* BEGIN Entries *
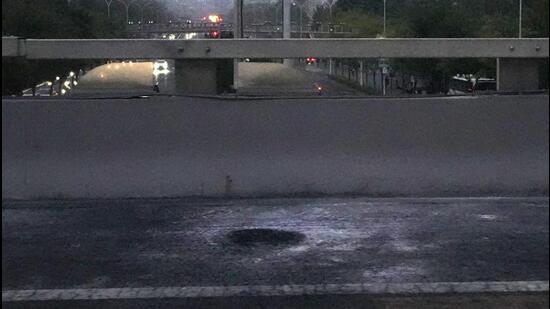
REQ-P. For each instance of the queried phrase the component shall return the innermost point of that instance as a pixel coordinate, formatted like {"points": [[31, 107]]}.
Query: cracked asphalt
{"points": [[184, 242]]}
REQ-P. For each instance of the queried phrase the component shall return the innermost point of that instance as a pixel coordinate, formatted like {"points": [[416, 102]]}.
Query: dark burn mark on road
{"points": [[270, 237]]}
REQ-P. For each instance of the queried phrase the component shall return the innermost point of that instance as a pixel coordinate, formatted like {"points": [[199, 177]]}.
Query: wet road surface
{"points": [[183, 242]]}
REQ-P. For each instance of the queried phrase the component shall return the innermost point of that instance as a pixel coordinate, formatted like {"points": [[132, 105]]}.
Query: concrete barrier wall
{"points": [[186, 146]]}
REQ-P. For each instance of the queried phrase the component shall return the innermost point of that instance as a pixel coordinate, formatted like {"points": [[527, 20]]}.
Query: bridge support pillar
{"points": [[198, 76], [361, 73], [517, 74]]}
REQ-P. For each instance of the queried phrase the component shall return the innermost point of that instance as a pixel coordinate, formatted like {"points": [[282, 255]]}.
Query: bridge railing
{"points": [[517, 59], [274, 48]]}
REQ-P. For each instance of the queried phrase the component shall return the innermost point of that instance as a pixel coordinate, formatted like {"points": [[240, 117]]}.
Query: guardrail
{"points": [[273, 48]]}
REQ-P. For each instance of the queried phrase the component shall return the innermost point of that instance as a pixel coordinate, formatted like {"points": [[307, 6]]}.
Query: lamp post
{"points": [[108, 3], [384, 18], [520, 18], [142, 9], [127, 5]]}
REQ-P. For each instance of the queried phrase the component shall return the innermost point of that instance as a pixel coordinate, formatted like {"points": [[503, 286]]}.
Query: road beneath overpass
{"points": [[255, 79], [121, 250]]}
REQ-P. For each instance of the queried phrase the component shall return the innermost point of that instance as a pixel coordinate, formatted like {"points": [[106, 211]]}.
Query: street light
{"points": [[108, 3], [520, 17], [384, 18], [127, 5]]}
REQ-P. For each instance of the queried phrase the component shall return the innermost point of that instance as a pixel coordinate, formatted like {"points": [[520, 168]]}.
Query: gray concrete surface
{"points": [[277, 79], [179, 146], [282, 48], [174, 242], [384, 253], [483, 301]]}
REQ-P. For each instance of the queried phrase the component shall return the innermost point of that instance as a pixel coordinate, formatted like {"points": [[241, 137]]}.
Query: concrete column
{"points": [[286, 19], [517, 74], [201, 76], [286, 26]]}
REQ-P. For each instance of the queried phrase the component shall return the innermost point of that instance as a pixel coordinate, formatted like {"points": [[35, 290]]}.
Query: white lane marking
{"points": [[275, 290]]}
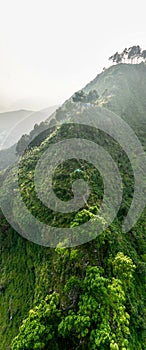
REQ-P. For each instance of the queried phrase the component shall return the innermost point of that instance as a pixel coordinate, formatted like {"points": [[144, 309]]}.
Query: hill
{"points": [[91, 295], [12, 126]]}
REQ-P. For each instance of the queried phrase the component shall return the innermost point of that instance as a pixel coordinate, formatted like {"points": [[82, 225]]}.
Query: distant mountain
{"points": [[15, 124], [91, 295]]}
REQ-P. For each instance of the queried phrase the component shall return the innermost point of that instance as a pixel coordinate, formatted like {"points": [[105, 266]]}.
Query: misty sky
{"points": [[50, 49]]}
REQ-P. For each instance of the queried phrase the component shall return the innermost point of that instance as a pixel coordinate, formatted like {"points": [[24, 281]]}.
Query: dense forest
{"points": [[88, 296]]}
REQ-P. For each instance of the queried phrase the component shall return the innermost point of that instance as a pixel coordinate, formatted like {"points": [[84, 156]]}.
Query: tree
{"points": [[143, 55], [134, 52], [100, 321], [39, 329]]}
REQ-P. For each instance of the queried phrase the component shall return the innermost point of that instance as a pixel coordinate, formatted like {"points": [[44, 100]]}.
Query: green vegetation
{"points": [[91, 296]]}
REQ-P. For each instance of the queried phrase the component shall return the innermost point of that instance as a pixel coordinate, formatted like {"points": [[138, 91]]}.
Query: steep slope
{"points": [[30, 272], [12, 126]]}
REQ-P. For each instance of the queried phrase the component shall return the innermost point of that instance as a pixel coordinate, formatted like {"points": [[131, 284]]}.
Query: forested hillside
{"points": [[88, 296]]}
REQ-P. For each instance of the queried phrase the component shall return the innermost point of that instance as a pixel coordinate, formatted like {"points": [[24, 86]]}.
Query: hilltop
{"points": [[91, 296]]}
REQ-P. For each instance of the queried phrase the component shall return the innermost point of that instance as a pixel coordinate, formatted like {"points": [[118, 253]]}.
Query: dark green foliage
{"points": [[92, 296]]}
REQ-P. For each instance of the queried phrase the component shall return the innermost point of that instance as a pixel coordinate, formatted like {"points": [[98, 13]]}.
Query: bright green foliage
{"points": [[95, 282], [40, 328], [101, 320]]}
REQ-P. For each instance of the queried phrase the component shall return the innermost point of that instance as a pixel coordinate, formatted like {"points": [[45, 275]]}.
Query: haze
{"points": [[50, 49]]}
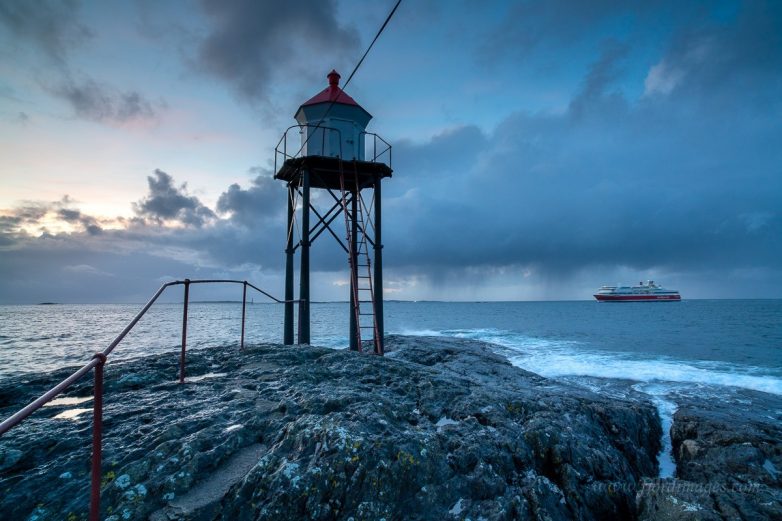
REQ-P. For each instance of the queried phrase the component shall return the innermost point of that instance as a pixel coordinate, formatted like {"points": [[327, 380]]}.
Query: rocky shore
{"points": [[728, 461], [438, 429]]}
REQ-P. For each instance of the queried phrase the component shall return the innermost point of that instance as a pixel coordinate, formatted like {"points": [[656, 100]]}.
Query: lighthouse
{"points": [[330, 149]]}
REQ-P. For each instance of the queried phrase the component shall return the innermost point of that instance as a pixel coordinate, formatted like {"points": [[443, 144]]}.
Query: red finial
{"points": [[334, 77]]}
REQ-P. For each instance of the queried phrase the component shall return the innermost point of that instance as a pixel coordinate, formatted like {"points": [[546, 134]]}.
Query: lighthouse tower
{"points": [[335, 153]]}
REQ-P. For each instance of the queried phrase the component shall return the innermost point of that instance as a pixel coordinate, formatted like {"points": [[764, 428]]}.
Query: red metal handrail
{"points": [[99, 360]]}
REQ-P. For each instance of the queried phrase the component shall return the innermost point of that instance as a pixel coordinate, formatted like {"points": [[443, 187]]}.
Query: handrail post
{"points": [[184, 333], [244, 307], [97, 438]]}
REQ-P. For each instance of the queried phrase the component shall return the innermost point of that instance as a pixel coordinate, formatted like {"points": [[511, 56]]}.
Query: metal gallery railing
{"points": [[99, 360]]}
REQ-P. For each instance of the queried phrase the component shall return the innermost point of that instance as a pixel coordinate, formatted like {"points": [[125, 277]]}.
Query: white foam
{"points": [[560, 358], [666, 409]]}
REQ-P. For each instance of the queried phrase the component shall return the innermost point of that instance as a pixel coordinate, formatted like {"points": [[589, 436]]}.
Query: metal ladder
{"points": [[360, 263]]}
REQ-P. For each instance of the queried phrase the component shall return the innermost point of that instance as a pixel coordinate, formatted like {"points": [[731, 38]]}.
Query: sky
{"points": [[541, 149]]}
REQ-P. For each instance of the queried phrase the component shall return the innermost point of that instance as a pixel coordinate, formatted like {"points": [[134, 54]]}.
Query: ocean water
{"points": [[662, 349]]}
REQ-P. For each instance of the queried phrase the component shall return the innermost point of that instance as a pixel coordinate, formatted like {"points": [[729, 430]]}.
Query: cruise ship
{"points": [[649, 292]]}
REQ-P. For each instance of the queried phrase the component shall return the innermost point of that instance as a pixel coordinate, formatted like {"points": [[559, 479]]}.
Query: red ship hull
{"points": [[637, 298]]}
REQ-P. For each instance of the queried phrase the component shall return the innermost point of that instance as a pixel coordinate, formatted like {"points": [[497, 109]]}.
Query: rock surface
{"points": [[729, 461], [438, 429]]}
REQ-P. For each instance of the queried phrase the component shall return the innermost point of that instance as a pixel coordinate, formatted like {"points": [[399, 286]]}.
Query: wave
{"points": [[566, 358]]}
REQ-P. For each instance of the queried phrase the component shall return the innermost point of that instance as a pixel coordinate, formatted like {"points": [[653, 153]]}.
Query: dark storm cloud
{"points": [[684, 177], [52, 26], [249, 207], [252, 42], [167, 202], [102, 103], [33, 213], [54, 29]]}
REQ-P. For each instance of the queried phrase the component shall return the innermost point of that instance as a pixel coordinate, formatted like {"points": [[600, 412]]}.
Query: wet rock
{"points": [[727, 454], [438, 429]]}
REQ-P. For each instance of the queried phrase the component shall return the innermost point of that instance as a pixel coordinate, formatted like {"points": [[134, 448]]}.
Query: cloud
{"points": [[99, 102], [89, 224], [86, 269], [252, 42], [721, 59], [168, 203], [672, 183], [263, 200], [52, 27]]}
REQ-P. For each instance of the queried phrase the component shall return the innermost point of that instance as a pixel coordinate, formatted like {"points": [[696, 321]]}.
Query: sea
{"points": [[664, 350]]}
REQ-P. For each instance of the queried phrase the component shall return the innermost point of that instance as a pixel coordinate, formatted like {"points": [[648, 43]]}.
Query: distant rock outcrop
{"points": [[438, 429]]}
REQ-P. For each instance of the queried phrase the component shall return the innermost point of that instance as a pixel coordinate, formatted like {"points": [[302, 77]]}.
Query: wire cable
{"points": [[355, 69]]}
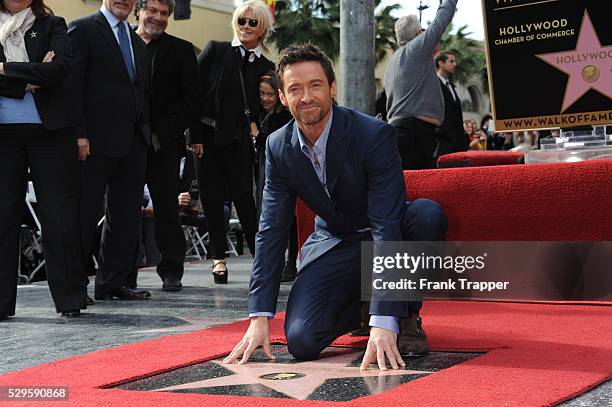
* END Entries *
> _Task_
Please report every line in the rows above that contains the word "handrail", matching case exactly.

> _Output of the task_
Query: red metal handrail
Query: handrail post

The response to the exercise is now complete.